START GIVEN RECORDS

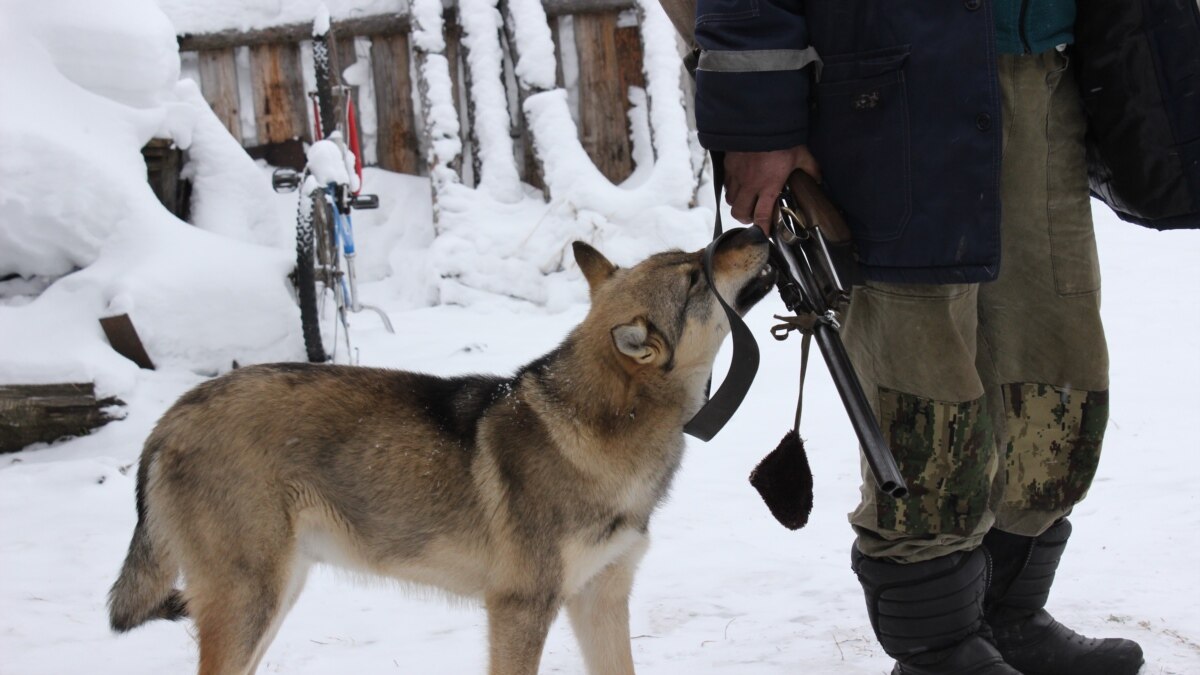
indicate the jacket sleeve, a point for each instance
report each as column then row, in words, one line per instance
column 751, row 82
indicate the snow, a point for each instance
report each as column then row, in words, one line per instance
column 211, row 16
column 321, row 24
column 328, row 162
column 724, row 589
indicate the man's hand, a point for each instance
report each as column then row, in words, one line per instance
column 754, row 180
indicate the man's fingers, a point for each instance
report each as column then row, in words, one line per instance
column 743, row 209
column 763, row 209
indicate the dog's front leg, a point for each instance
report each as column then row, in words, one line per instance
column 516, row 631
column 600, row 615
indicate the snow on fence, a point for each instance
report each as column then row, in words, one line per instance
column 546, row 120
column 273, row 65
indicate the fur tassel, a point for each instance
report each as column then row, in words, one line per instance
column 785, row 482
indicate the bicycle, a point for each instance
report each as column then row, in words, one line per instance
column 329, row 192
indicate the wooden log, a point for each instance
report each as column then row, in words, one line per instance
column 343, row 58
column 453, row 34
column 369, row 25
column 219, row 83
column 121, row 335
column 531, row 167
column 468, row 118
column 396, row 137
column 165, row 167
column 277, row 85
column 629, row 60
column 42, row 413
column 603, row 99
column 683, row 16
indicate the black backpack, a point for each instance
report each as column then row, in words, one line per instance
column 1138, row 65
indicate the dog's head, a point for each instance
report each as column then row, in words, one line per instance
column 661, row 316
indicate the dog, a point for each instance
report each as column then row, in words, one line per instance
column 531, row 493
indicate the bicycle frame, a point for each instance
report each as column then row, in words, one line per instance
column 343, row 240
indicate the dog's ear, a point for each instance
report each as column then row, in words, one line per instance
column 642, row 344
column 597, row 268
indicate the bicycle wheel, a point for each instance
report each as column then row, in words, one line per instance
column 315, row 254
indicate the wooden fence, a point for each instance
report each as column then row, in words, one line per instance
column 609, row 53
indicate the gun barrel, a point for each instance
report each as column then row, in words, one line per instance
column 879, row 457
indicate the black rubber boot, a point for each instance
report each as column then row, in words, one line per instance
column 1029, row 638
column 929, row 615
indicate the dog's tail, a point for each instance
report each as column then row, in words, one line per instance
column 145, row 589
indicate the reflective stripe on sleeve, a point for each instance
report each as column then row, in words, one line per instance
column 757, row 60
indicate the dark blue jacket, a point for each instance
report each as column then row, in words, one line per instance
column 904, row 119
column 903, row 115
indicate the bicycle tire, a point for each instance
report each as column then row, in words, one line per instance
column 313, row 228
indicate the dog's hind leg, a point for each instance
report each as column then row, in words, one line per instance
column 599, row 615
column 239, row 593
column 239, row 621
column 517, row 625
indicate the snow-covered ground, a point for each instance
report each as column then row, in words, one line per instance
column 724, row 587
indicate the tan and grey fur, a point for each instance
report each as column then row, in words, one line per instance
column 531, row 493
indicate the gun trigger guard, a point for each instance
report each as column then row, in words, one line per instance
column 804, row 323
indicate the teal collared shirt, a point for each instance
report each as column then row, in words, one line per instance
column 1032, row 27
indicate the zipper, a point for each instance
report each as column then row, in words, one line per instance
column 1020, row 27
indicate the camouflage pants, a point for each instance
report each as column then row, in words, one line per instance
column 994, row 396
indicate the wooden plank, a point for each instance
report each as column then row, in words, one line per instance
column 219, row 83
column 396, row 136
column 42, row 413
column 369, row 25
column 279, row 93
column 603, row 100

END GIVEN RECORDS
START GIVEN RECORDS

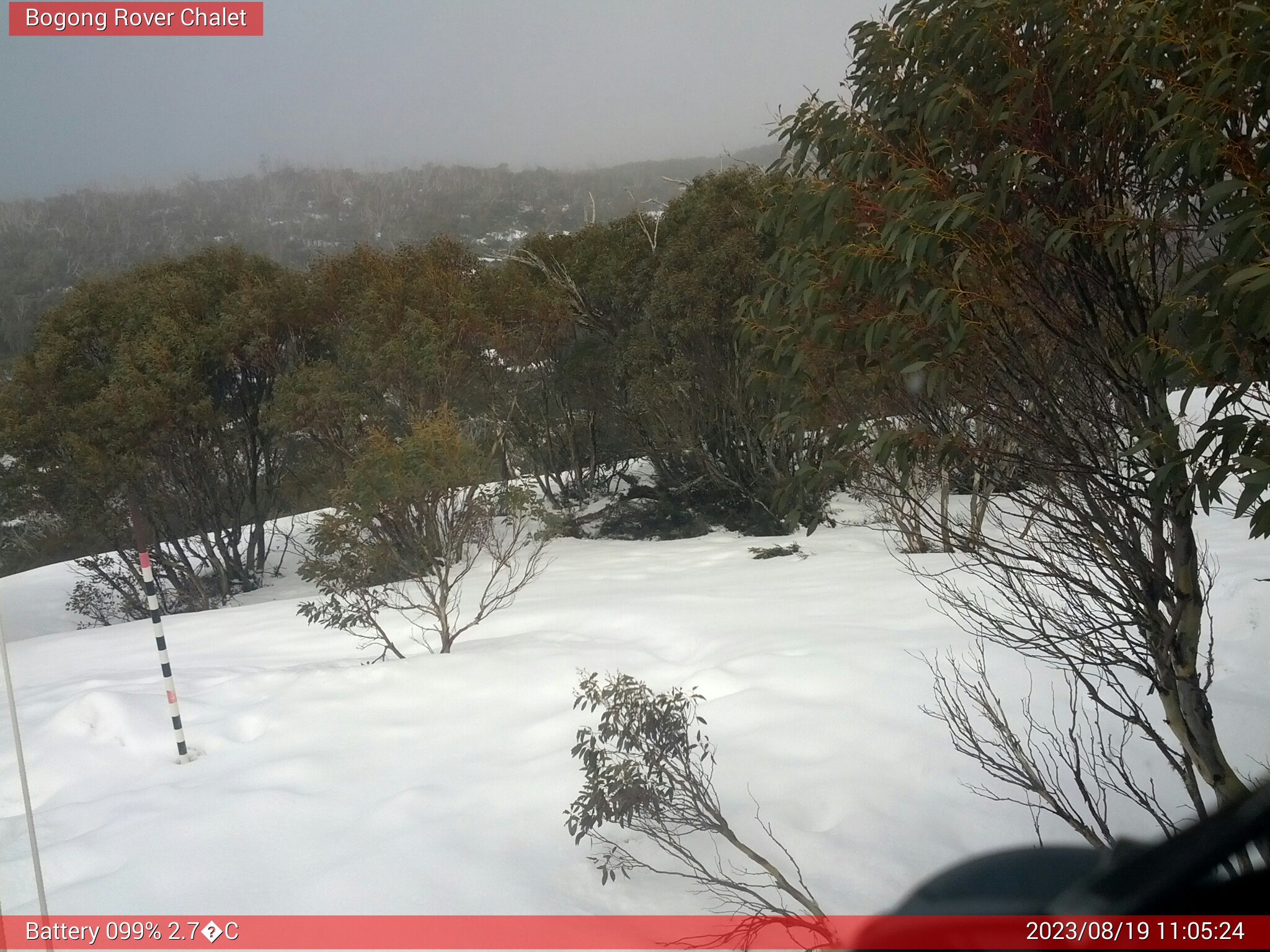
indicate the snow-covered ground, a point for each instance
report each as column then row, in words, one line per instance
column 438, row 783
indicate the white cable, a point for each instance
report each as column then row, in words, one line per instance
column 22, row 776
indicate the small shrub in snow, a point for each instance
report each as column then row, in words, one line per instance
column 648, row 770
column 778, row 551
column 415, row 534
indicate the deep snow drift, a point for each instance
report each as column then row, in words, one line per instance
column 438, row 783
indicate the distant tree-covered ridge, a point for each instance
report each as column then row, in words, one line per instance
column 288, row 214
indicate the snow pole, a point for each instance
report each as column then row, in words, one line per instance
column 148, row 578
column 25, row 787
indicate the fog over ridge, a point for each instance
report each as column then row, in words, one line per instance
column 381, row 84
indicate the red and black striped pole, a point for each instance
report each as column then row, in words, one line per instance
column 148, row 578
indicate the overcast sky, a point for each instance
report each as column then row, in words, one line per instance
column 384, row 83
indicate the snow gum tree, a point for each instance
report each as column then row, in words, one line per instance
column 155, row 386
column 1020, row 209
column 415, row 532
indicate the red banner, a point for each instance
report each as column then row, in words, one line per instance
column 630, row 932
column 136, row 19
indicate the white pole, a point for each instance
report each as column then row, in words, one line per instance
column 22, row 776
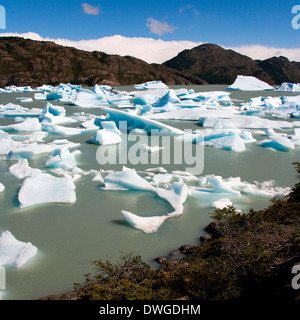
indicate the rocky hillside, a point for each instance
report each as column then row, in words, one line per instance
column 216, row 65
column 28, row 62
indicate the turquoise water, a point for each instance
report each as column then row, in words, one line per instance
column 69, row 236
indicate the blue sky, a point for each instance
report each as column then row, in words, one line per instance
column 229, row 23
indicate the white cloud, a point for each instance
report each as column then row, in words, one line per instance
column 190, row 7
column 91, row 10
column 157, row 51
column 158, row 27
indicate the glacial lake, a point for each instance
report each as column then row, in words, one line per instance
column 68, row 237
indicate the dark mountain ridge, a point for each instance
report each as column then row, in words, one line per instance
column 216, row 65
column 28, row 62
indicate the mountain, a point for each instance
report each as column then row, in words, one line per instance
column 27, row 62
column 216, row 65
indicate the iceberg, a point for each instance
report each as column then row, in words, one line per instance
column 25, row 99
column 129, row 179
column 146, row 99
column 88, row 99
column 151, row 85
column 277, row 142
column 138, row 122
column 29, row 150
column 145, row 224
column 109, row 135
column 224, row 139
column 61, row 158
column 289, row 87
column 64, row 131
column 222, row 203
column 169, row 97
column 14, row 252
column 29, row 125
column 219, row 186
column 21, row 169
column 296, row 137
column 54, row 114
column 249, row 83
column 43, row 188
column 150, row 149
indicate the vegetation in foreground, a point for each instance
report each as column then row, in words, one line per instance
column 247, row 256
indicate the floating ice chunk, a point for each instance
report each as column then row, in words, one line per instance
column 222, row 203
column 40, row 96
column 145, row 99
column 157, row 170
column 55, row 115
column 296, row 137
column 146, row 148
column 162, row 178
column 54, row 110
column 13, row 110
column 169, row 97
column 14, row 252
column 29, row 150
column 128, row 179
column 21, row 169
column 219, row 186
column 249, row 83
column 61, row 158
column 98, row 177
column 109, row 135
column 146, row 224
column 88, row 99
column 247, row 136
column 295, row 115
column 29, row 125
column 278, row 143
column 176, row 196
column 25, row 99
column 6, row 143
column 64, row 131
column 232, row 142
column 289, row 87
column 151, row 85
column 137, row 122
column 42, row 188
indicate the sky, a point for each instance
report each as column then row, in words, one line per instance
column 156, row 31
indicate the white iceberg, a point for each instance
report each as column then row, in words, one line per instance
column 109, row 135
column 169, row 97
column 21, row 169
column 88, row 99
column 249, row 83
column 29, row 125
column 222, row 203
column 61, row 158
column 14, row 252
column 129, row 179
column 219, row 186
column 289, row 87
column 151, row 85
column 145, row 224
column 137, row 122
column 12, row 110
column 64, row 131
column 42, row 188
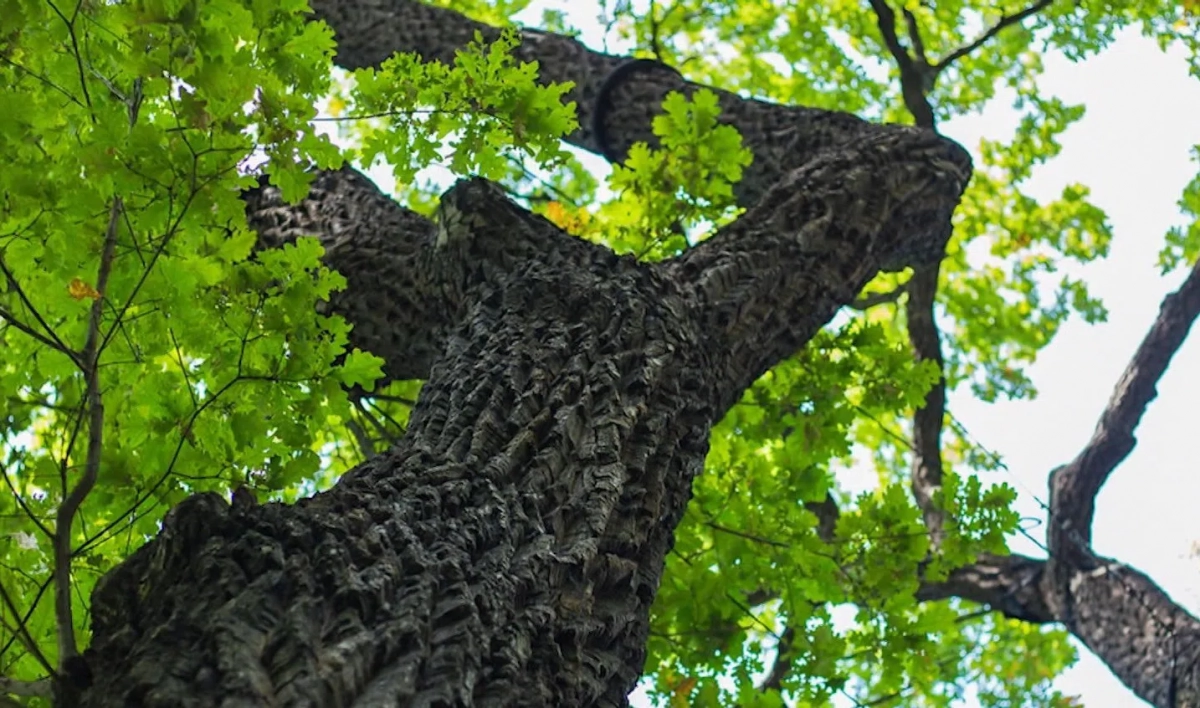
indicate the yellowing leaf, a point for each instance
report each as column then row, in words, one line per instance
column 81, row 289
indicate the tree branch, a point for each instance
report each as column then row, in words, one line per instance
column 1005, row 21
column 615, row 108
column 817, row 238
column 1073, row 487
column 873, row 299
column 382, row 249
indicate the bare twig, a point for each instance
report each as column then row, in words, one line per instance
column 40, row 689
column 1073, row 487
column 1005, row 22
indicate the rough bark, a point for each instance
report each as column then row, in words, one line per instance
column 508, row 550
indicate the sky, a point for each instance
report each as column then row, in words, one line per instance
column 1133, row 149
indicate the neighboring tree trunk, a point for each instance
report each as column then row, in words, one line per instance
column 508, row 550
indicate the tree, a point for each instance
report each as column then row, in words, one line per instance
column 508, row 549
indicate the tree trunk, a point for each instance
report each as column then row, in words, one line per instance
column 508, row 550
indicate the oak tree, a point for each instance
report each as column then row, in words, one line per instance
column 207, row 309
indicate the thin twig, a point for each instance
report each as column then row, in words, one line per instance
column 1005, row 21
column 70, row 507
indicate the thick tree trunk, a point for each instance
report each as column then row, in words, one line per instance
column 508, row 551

END GIVEN RECORDS
START GIVEN RECORDS

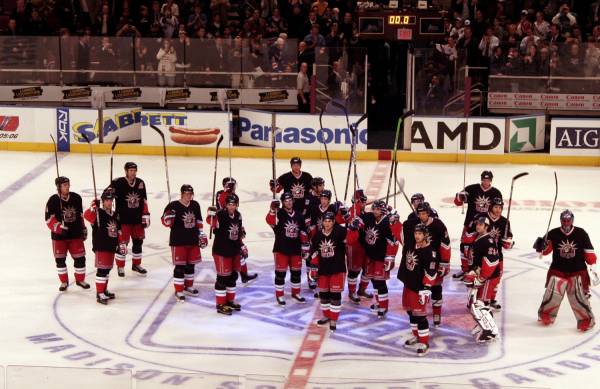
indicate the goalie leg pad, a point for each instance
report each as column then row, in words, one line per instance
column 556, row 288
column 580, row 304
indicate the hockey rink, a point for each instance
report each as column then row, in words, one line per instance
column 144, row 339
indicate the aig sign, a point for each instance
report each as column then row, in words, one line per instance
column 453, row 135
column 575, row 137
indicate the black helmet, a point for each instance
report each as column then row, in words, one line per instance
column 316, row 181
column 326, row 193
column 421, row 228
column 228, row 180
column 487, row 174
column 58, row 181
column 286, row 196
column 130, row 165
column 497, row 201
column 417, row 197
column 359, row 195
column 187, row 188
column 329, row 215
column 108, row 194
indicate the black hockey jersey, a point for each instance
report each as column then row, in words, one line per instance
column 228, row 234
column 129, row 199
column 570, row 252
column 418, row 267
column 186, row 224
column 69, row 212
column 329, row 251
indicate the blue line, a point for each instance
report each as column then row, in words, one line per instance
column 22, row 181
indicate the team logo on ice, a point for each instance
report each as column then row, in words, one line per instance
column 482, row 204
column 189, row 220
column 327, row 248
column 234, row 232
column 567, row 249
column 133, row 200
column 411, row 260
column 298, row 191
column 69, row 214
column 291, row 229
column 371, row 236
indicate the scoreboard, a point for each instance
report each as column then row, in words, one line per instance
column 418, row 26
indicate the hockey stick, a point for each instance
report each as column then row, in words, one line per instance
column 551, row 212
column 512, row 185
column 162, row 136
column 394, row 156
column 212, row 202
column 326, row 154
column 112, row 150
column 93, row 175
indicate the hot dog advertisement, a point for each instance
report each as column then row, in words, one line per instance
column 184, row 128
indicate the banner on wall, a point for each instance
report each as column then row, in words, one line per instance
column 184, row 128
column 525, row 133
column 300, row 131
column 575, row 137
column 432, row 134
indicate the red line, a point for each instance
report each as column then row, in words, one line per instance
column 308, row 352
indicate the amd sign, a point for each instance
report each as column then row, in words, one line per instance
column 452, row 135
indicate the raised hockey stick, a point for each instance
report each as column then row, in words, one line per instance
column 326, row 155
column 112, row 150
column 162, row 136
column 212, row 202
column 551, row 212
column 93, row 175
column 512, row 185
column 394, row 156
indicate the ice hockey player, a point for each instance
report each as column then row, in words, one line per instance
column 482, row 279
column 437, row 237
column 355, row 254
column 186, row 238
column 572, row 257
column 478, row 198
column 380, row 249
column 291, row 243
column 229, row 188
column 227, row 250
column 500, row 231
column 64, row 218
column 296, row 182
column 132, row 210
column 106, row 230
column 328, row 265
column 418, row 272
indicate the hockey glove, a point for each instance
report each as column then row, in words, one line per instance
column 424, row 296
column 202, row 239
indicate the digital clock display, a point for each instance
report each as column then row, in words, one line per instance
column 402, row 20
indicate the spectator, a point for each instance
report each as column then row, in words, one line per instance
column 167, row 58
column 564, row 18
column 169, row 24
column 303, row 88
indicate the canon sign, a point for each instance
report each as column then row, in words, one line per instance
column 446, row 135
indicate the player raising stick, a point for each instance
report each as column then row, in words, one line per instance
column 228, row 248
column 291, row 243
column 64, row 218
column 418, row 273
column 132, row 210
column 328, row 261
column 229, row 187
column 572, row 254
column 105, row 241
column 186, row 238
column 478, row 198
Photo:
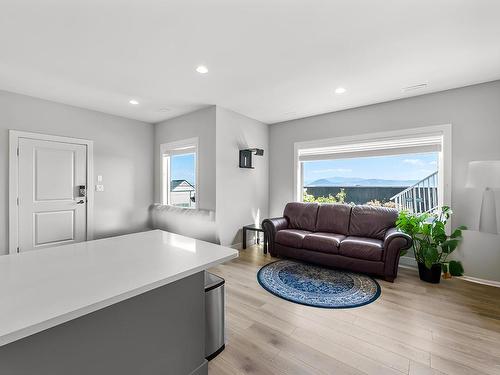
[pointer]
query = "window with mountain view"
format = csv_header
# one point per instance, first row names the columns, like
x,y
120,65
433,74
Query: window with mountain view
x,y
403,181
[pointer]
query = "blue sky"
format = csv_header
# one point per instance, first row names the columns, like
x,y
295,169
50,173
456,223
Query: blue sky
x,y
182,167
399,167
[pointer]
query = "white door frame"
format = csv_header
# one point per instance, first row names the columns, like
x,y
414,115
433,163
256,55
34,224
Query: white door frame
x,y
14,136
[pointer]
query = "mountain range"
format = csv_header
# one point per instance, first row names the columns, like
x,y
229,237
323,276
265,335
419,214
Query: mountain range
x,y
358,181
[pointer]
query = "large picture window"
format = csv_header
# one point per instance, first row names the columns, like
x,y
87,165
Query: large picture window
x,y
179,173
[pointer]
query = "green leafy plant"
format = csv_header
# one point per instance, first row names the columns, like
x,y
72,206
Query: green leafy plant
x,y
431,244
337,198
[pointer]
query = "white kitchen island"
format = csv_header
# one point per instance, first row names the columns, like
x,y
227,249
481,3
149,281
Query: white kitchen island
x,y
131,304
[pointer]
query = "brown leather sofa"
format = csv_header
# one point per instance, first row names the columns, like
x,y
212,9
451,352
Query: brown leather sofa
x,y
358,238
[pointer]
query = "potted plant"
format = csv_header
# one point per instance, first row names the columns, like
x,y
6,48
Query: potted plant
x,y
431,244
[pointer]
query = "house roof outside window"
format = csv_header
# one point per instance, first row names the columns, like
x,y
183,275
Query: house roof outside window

END GIVEN RECORDS

WHAT TO DO: The answer must be every line from the records above that contains "banner".

ANSWER TO THE EXERCISE:
indicate the red banner, a point for each instance
indicate the banner on wall, a point for each instance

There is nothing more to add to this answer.